• [Given request]:
Reproduce everything from the line containing "In this exercise you will indicate the bride's necklace" down to the end of the material below, character for character.

• [Data listing]:
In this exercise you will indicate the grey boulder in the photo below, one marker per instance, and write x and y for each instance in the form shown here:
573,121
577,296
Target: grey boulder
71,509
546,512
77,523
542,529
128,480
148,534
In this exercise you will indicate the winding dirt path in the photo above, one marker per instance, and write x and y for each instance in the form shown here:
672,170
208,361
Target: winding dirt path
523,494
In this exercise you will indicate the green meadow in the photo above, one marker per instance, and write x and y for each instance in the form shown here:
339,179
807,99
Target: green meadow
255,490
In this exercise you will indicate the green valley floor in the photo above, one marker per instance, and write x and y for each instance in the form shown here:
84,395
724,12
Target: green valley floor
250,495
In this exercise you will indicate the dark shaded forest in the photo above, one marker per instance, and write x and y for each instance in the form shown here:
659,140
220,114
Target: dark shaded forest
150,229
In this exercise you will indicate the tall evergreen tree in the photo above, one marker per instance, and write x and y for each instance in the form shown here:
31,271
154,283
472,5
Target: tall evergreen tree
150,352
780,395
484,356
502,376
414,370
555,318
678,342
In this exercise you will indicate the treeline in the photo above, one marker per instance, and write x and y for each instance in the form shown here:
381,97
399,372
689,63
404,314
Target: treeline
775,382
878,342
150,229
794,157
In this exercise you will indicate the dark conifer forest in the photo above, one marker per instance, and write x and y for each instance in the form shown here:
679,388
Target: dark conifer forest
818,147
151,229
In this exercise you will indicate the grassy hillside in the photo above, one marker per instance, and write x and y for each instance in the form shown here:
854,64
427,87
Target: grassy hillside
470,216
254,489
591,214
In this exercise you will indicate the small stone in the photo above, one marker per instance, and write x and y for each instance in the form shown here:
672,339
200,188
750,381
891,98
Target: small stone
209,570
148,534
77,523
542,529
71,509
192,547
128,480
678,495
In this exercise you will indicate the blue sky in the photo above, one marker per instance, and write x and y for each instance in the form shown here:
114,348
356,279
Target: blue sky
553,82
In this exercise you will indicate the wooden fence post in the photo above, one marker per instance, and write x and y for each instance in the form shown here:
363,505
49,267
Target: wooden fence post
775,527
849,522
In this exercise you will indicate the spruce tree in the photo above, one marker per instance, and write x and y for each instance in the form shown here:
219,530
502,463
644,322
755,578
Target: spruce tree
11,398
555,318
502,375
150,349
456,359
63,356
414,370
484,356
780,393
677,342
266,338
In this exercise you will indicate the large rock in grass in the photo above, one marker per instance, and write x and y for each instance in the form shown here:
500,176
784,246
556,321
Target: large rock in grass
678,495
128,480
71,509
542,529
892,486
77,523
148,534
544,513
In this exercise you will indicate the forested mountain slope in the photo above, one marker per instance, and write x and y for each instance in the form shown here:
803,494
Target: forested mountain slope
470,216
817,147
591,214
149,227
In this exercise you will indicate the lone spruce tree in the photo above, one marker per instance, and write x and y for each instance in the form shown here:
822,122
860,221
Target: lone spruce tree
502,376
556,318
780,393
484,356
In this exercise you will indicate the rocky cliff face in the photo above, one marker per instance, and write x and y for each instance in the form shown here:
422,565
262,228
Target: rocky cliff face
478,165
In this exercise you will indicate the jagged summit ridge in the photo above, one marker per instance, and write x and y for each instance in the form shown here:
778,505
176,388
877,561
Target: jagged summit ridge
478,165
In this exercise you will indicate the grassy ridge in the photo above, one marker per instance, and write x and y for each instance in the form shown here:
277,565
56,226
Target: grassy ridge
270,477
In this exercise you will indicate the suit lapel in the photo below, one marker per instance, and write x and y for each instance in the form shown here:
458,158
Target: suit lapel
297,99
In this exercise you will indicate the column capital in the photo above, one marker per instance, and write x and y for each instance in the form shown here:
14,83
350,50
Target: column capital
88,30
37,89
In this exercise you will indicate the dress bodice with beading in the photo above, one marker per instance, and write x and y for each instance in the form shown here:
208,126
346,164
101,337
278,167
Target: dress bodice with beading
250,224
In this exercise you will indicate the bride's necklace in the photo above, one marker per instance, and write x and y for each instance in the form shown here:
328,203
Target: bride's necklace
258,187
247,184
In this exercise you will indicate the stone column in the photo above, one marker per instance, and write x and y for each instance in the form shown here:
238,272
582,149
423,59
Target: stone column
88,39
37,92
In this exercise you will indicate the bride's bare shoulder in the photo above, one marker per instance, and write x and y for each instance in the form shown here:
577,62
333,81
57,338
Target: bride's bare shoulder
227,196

• [Result of this task]:
In this exercise you will indicate the bride's necklace in the photo above, one marker per instance, and write x and y for each instance in the form shown here:
328,203
Target: bride's necklace
258,187
247,184
In this exercise you will indicate the stone column in the photo above, one marker per instance, and write x and y for each instance in the form shown here:
238,272
582,149
423,59
Target: stone column
88,39
37,92
In this exercise you will indicate the bride's bare shoulder in the photo above, one marker per instance, and write x and y for each instance in the form shown here:
577,62
333,81
57,338
Target: bride's bare shoulder
227,196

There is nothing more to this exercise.